Mark Manson, the author, discusses everyday life struggles and offers solutions for improvement which I implemented in my life that made a difference in how I view problems, relationships, and how many f*cks I give. 

 

The five most crucial lessons to learn for me personally I will discuss in this blog post. However, every single person looks at its contents differently and takes other lessons from it.

 

The book offers much more insight beyond the points I will discuss in the following paragraphs. I highly recommend you to read this well-written book, that despite being a non-fiction book, caused me to continue flipping the pages and chuckle once in a while.

 

 

 

 

LESSON ONE:

Suffering is inevitable.

 

Negative experiences are uncomfortable and none of us wants to go through them. Many go to great lengths to avoid struggling and negative emotions, they turn to alcohol, cigarettes, or other substances. Most times it’s not that extreme. Denial, procrastination, or overworking are common avoidance strategies as well, and let me tell you I’m guilty of avoiding my emotions too. 

 

“Everything worthwhile in life is won through surmounting the associated negative experience.” (p.11) Through an unpleasant process, things gain value because we struggled for it. We pushed ourselves out of our comfort zone and endured a journey of ups and downs but in the end, we’re rewarded with something worthwhile. 

 

Acceptance of the fact that negative, unpleasant experiences are part of life helps us to stop obsessing over negative emotions. We need to confront problems, failures, pain, and anxiety. We need to feel it.

**Short problem 1**
Condense the paragraph of the blog post that begins "Negative experiences are uncomfortable" into a shorter version that keeps its main facts.
These entries are unrelated to the blog post.

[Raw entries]
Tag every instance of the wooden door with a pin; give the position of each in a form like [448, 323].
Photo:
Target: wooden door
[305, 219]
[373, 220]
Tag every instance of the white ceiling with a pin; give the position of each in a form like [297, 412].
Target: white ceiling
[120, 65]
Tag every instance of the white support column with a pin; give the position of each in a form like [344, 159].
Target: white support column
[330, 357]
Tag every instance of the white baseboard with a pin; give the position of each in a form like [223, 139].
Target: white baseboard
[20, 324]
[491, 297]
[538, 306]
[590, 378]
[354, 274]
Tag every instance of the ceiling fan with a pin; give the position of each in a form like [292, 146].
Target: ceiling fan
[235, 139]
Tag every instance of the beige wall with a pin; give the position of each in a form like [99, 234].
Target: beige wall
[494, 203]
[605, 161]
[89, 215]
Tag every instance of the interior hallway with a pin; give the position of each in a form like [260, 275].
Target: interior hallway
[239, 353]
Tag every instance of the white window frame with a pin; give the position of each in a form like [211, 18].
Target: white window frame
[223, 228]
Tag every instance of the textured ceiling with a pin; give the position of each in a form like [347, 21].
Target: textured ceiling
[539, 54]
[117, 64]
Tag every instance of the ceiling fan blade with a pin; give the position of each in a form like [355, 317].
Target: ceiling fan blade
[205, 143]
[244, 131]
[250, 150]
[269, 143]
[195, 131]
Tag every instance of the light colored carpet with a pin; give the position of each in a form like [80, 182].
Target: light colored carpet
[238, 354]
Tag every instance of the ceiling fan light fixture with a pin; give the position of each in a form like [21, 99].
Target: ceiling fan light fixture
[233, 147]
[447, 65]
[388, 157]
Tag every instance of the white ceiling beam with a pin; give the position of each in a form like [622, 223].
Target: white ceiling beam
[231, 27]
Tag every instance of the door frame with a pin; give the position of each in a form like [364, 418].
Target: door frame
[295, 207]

**Short problem 2**
In the entries, copy the lines from the one holding "Tag every instance of the door" through the end of the entries, inclusive, with "door frame" replaced by "door trim" and nothing else altered.

**Worked answer 1**
No one wants to go through negative experiences, and many people go to great lengths to avoid struggle and bad emotions, sometimes turning to alcohol, cigarettes, or other substances. Usually the avoidance is less extreme, taking the form of denial, procrastination, or overworking, and the writer admits to avoiding emotions as well.

**Worked answer 2**
Tag every instance of the door trim with a pin; give the position of each in a form like [364, 418].
Target: door trim
[295, 207]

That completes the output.